**WHAT THIS TASK INVOLVES:** Extend the forum post on doping and the WADA rules, beginning directly after its last sentence.

**PAGE EXTRACT:**
*** Block opens ***

Is all true. If in 5 yrs Froome and Horner's drug is banned, there is no retro, so their results will not be banned. And yes, their statements about racing cleanly is legally correct. The F and H are legally speaking the truth.

And so I would like to hear the opinion of folks in this forum about if it is alright to do something legally okay but still unfair to your competitors. Lawyers, Wall street and yes even Doctors do it daily in their operations. E.g your Doctor sending you for 20 tests, 19 of which you don't really need but the excuse"I want to cover all bases" and for each test the practice gets a nice cut. legally okay, but is it ethically right?
 
S0 of the WADA is supposed to be the catch all for new stuff

"Any pharmacological substance which is not addressed by any of the subsequent sections of the List and with no current approval by any governmental regulatory health authority for human therapeutic use (e.g drugs under pre-clinical or clinical development or discontinued, designer drugs, veterinary medicines) is prohibited at all times."

*** Block closes ***

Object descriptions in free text
*** Block opens ***

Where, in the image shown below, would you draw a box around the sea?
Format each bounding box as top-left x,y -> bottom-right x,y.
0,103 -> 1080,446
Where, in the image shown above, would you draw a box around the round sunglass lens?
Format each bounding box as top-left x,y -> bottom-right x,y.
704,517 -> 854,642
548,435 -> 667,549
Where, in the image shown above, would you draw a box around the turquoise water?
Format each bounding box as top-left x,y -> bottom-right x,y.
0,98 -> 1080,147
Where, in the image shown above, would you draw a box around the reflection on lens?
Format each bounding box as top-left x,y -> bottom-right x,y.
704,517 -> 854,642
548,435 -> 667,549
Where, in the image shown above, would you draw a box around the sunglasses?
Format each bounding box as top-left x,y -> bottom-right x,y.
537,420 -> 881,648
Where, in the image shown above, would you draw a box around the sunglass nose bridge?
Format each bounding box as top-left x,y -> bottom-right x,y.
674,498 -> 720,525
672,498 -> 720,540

*** Block closes ***
*** Block opens ***

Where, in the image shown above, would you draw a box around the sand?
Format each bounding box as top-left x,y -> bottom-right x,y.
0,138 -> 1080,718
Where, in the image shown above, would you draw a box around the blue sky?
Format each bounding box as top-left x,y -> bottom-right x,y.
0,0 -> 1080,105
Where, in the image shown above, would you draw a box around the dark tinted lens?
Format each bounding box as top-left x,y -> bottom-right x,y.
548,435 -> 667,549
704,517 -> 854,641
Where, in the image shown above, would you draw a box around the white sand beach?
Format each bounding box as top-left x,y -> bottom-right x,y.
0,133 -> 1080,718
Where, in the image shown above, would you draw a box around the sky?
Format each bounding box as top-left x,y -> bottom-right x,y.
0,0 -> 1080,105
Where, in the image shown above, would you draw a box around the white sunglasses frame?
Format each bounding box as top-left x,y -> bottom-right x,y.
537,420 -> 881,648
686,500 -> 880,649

*** Block closes ***
*** Block opens ***

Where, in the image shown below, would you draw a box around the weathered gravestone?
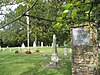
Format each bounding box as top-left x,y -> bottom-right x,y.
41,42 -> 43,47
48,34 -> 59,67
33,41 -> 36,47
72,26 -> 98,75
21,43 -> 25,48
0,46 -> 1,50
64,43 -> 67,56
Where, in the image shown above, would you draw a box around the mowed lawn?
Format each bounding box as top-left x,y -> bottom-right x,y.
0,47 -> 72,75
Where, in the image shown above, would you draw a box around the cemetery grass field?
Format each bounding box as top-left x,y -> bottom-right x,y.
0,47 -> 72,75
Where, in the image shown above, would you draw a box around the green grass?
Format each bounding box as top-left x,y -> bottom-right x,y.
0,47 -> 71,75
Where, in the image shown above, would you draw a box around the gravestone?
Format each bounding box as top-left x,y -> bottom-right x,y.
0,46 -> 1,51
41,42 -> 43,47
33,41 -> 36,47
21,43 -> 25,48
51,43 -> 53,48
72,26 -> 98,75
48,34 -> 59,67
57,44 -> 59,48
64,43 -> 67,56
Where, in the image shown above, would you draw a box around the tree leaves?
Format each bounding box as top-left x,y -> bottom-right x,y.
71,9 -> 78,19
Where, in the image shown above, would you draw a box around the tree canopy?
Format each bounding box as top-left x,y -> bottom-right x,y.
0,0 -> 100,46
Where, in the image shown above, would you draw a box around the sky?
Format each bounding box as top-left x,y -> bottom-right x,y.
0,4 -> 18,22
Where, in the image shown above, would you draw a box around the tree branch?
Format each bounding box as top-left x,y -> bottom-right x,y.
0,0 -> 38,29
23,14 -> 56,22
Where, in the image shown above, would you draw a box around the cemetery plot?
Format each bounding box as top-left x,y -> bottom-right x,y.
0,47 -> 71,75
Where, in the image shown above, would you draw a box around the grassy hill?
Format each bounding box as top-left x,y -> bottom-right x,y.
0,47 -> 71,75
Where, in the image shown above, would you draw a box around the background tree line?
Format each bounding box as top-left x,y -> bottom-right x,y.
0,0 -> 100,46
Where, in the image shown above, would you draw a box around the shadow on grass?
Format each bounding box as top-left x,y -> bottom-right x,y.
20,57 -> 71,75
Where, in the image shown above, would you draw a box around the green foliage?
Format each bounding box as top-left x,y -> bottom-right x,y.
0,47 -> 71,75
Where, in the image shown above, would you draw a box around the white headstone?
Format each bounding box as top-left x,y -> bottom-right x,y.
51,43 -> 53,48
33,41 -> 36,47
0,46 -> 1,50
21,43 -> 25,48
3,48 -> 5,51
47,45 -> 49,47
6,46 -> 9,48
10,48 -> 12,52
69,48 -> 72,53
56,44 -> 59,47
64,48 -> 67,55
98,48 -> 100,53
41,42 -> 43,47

*** Block closes ***

**ANSWER BOX:**
Further under S2 when discussing growth factors
"and other substances with similar chemical structure or similar biological effect(s)."

Other sections have similar catch alls to cover swapping a H for a -OH and having the same sort of biological activity.


It would be very hard to have a significant biological effect from something that doesn't fall under the catch all portions of the code.

Now there may not be tests for them, and proving use would be very difficult.


There are for sure grey areas.
Caffeine for one. Known to be performance enhancing in endurance sports, but not restricted due to it being everywhere. Someone who had caffeine triggered migraines, would be at a small performance disadvantage due to ist ubiquitous use.

Oxygen, in places like the NFL, is clearly performance enhancing (or at least a "recovery aid" from anaearobic efforts), but isn't banned by their doping rules. Those low pressure tents, are allowed under the rules, and arguable of minor benefit. (I think their main benefit is to provide a legitimate cover for micro-dosing).

Paracetamol and NSAIDS is a huge grey area. Not banned, but certainly using them in the way that certain riders do, runs up against the definition of clean in my book.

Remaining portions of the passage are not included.